-- START Extract to read --
More information about the split command can be found in Joe’s post about it.

Checking your HPC submission history with `sacct`

Another quite sulf-explanatory tile. If you want to remember when you submitted something, such as to check if an output file resulted from this or that submission (see stat command), just run the command below in one line:

$ sacct -S 2019-09-18 -u bct52 --format=User,JobID,Jobname,start,end,elapsed,nnodes,nodelist,state

This will result in an output similar to the one below:

bct52 979 my_job 2019-09-10T21:48:30 2019-09-10T21:55:08 00:06:38 1 c0001 COMPLETED
bct52 980 skx_test_1 2019-09-11T01:44:08 2019-09-11T01:44:09 00:00:01 1 c0001 FAILED
bct52 981 skx_test_1 2019-09-11T01:44:33 2019-09-11T01:56:45 00:12:12 1 c0001 CANCELLED
bct52 1080 skx_test_4 2019-09-11T22:07:03 2019-09-11T22:08:39 00:01:36 4 c[0001-0004] COMPLETED
1080.0 orted 2019-09-11T22:08:38 2019-09-11T22:08:38 00:00:00 3 c[0002-0004] COMPLETED

Compare files with meld, fldiff, or diff

There are several programs to show the differences between text files. This is particularly useful when you want to see what the changes between different versions of the same file, normally a source code file. If you are on a computer running a Linux OS or have an X server like Xming installed, you can use meld and kdiff3 for pretty outputs on a nice GUI or fldiff to quickly handle a files with huge number of difference. Otherwise, diff will show you the differences in a cruder pure-terminal but still very much functional manner. The syntax for all of them is:

$ <command> <file1> <file2>

Except for diff, for which it is worth calling with the --color option:

$ diff --color <file1> <file2>

If cannot run a graphical user interface but is feeling fancy today, you can install the ydiff Python extension with (done just once):

$ python3 -m pip install --user ydiff 

and pipe diff’s output to it with the following:

$diff -u <file1> <file2> | python3 -m ydiff -s

This will show you the differences between two versions of a code file in a crystal clear, side by side, and colorized way.
-- END Extract to read --
-- START Recorded information --
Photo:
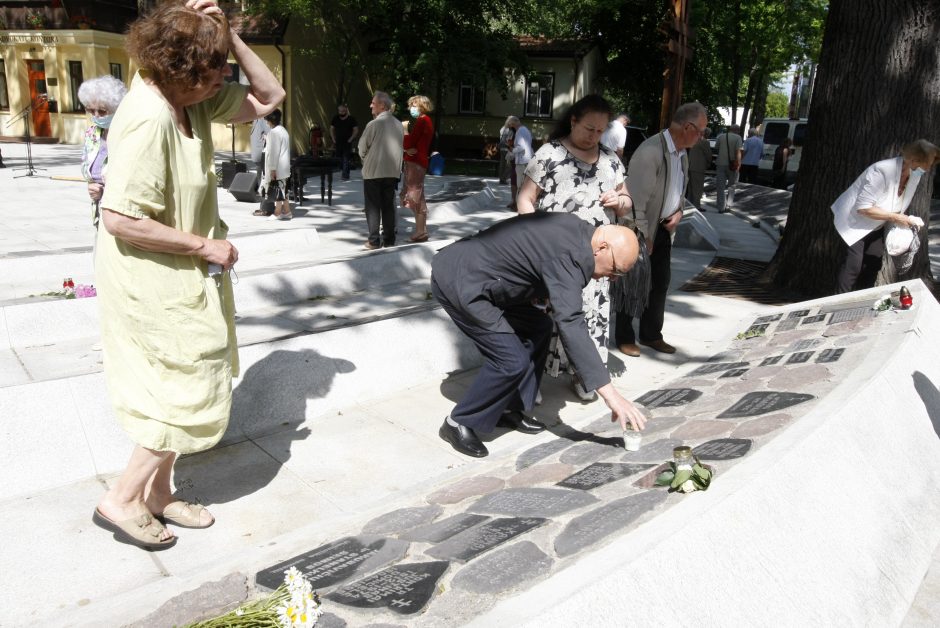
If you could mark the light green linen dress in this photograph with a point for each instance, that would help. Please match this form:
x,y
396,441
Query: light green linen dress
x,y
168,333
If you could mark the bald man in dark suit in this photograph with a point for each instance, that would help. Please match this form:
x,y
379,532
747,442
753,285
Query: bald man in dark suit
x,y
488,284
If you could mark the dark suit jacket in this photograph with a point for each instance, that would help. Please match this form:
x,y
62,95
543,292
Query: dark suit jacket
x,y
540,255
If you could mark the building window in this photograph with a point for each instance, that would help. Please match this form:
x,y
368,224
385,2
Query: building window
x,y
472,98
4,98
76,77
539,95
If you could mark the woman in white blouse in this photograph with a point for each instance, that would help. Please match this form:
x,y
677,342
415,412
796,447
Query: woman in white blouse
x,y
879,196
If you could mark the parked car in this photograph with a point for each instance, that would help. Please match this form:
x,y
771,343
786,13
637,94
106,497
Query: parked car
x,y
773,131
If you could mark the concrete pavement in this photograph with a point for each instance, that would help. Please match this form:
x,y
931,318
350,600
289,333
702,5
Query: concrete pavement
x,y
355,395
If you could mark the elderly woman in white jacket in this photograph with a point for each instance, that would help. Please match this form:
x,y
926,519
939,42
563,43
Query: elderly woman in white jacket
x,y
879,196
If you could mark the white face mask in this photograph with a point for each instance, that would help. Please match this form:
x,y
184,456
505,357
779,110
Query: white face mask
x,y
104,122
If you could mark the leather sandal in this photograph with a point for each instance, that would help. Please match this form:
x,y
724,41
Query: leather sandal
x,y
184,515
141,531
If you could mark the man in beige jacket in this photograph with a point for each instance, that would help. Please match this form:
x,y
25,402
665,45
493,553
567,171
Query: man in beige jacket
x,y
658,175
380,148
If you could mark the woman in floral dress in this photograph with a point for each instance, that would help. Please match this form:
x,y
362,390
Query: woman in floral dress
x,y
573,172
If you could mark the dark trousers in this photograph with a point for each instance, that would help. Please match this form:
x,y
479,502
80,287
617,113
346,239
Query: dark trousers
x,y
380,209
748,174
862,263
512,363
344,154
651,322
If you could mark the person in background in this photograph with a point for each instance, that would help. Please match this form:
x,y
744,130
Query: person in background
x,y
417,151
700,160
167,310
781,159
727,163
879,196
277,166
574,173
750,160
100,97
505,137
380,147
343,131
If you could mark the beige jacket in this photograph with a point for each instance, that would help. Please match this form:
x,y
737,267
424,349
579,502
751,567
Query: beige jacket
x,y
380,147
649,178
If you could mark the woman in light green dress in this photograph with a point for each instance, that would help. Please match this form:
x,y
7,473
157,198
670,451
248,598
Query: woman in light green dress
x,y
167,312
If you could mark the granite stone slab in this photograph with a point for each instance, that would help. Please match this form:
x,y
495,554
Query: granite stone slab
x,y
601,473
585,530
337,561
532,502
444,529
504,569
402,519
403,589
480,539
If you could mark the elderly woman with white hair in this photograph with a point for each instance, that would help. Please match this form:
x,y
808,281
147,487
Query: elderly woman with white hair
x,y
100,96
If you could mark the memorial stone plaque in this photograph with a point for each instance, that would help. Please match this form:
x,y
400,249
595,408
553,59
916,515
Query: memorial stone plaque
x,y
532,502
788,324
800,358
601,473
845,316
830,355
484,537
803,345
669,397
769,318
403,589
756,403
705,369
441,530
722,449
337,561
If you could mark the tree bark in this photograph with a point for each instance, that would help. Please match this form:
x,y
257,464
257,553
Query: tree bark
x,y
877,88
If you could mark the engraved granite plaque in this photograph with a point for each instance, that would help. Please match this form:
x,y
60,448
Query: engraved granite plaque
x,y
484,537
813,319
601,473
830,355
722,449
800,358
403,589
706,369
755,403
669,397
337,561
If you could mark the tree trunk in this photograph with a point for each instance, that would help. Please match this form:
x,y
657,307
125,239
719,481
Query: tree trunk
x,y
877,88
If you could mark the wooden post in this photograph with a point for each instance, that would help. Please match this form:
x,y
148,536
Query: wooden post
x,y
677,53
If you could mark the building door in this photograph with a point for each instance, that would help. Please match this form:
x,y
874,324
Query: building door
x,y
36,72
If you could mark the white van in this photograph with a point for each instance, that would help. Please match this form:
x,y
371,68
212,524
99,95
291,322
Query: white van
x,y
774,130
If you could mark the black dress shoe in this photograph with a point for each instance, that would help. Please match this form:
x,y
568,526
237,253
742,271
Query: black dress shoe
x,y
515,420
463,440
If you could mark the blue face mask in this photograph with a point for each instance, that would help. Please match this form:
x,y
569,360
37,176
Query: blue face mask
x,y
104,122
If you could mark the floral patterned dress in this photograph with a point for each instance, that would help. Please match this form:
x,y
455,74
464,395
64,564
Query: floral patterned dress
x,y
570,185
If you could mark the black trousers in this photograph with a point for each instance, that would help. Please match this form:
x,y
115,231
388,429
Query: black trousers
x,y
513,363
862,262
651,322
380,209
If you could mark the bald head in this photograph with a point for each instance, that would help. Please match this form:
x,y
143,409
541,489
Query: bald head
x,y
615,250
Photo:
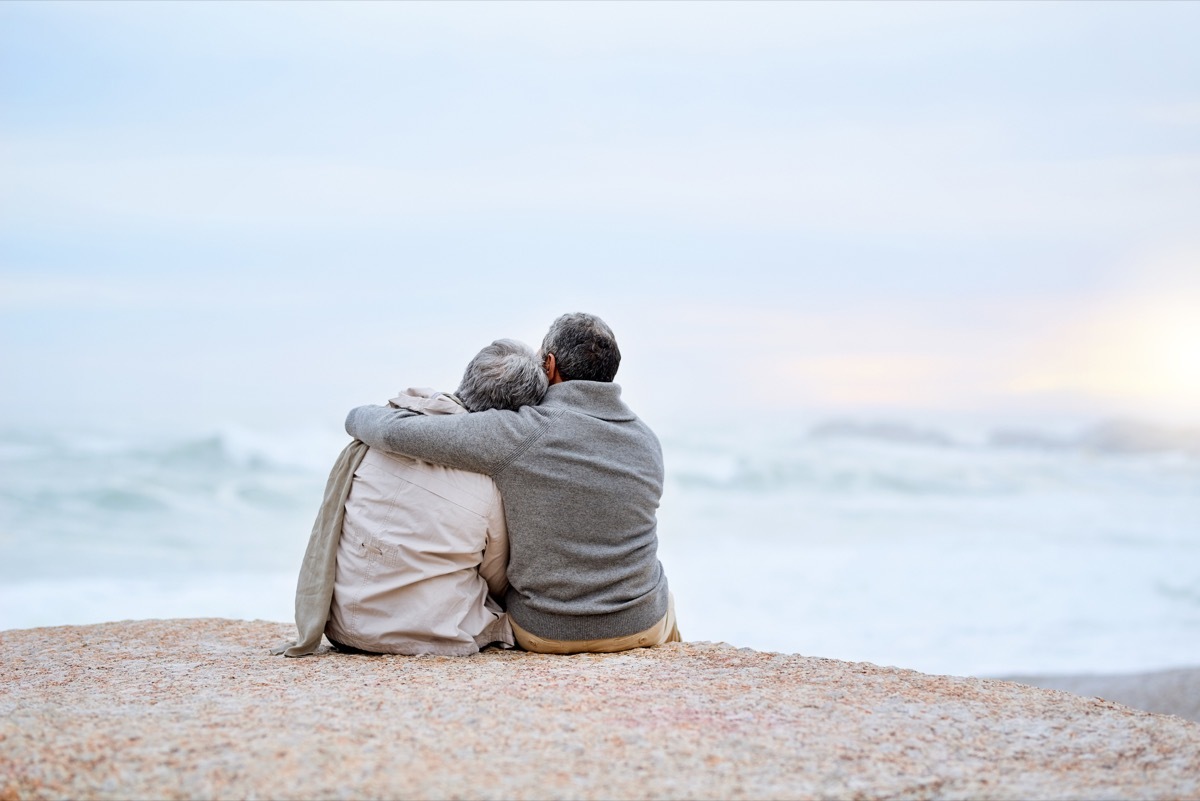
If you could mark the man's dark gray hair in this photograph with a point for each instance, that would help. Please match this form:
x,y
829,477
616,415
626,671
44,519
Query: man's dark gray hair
-- END Recorded information --
Instruction: Continue the text about command-line tools, starting after its final sentence. These rows were taken from a different source than the text about command-line tools.

Solved problem:
Creating a .bashrc file for a terminal that’s easy to work with and good (or better) to look at

When we first login to several Linux systems the terminal is all black with white characters, in which it’s difficult find the commands you typed amidst all the output printed on the screen, and with limited autocomplete and history search. In short, it’s a real pain and you makes you long for Windows as much as for you long for your mother’s weekend dinner. There is, however, a way of making the terminal less of a pain to work with, which is by creating a file called .bashrc with the right contents in your home directory. Below is an example of a .bashrc file with the following features for you to just copy and paste in your home directory (e.g., /home/username/, or ~/ for short):

  • Colorize your username and show the directory you’re currently in, so that it’s easy to see when the output of a command ends and the next one begins–as in section “Checking the output of a command running on the background.”
  • Allow for a search function with the up and down arrow keys. This way, if you’re looking for all the times you typed a command starting with sbatch, you can just type “sba” and hit up arrow until you find the call you’re looking for.
  • A function that allows you to call extract and the compressed file will be extracted. No more need to tar with a bunch of options, unzip, unrar, etc. so long as you have all of them installed.
  • Colored man pages. This means that when you look for the documentation of a program using man, such as man cat to see all available options for the cat command, the output will be colorized.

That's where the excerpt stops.